--- Start ---

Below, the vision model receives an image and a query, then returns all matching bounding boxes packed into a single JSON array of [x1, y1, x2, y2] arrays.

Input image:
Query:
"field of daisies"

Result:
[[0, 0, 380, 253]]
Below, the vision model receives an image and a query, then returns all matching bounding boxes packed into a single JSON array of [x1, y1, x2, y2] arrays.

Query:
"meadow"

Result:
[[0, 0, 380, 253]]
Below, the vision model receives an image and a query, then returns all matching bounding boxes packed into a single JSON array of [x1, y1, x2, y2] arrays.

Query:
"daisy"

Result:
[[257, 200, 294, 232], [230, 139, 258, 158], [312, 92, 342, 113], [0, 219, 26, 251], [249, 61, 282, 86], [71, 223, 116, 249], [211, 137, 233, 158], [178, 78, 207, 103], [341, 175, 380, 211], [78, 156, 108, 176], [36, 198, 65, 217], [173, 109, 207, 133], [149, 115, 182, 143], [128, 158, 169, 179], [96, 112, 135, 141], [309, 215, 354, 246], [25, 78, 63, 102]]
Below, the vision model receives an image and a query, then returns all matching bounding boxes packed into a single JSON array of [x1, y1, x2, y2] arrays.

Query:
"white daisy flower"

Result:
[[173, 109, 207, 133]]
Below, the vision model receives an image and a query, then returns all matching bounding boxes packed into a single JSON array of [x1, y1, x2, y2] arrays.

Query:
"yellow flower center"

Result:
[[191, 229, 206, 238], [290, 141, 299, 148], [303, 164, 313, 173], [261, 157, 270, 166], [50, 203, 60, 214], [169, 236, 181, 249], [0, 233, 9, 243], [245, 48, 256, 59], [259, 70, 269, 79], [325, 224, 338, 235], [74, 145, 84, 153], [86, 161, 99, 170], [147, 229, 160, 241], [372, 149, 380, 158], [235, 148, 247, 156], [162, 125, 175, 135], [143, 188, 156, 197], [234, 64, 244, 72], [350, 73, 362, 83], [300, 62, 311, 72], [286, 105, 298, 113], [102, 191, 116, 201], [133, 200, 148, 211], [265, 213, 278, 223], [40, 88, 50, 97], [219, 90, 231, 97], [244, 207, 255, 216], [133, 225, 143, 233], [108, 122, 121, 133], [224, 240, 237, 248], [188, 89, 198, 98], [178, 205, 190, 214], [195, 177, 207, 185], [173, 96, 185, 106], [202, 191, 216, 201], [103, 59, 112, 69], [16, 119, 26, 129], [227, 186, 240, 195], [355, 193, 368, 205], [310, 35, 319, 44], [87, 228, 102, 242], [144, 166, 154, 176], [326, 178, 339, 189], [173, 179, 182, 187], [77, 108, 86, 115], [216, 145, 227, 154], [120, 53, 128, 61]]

--- End ---

Rescale the items from the first line through the line containing "[[173, 109, 207, 133]]", both lines included. Reproduce every line with the requests unchanged, and multiply each bounding-box coordinate in the answers by 0.65, rounding to whole numbers with halves rounded up.

Below, the vision model receives an image and a query, then returns all matching bounding boxes packed into a single JSON array of [x1, y1, x2, y2] arrays.

Input image:
Query:
"field of daisies"

Result:
[[0, 0, 247, 164]]
Below, the vision model receives an image and a query, then returns all matching bounding boxes packed into a single JSON array of [x1, y1, x2, y2] arrays.

Query:
"meadow"

Result:
[[0, 0, 247, 164]]
Below, the vision model receives an image and a query, then returns all matching bounding boxes packed into a single JSON array of [x1, y1, x2, y2] arrays.

Query:
"daisy"

Result:
[[167, 130, 191, 151], [150, 90, 168, 103], [203, 60, 222, 73], [0, 142, 17, 163], [162, 40, 183, 56], [46, 145, 75, 162], [137, 89, 151, 103], [116, 51, 135, 67], [222, 114, 247, 137], [51, 101, 70, 114], [23, 129, 42, 141], [112, 71, 135, 86], [97, 75, 118, 93], [83, 103, 110, 116], [62, 73, 88, 92], [201, 140, 230, 160], [16, 51, 41, 66]]
Below, the vision model receives an image and a query, then returns all matching bounding boxes packed into a single JSON array of [x1, y1, x2, y2] arrays.

Query:
"white daisy flower"

Result:
[[112, 71, 135, 86]]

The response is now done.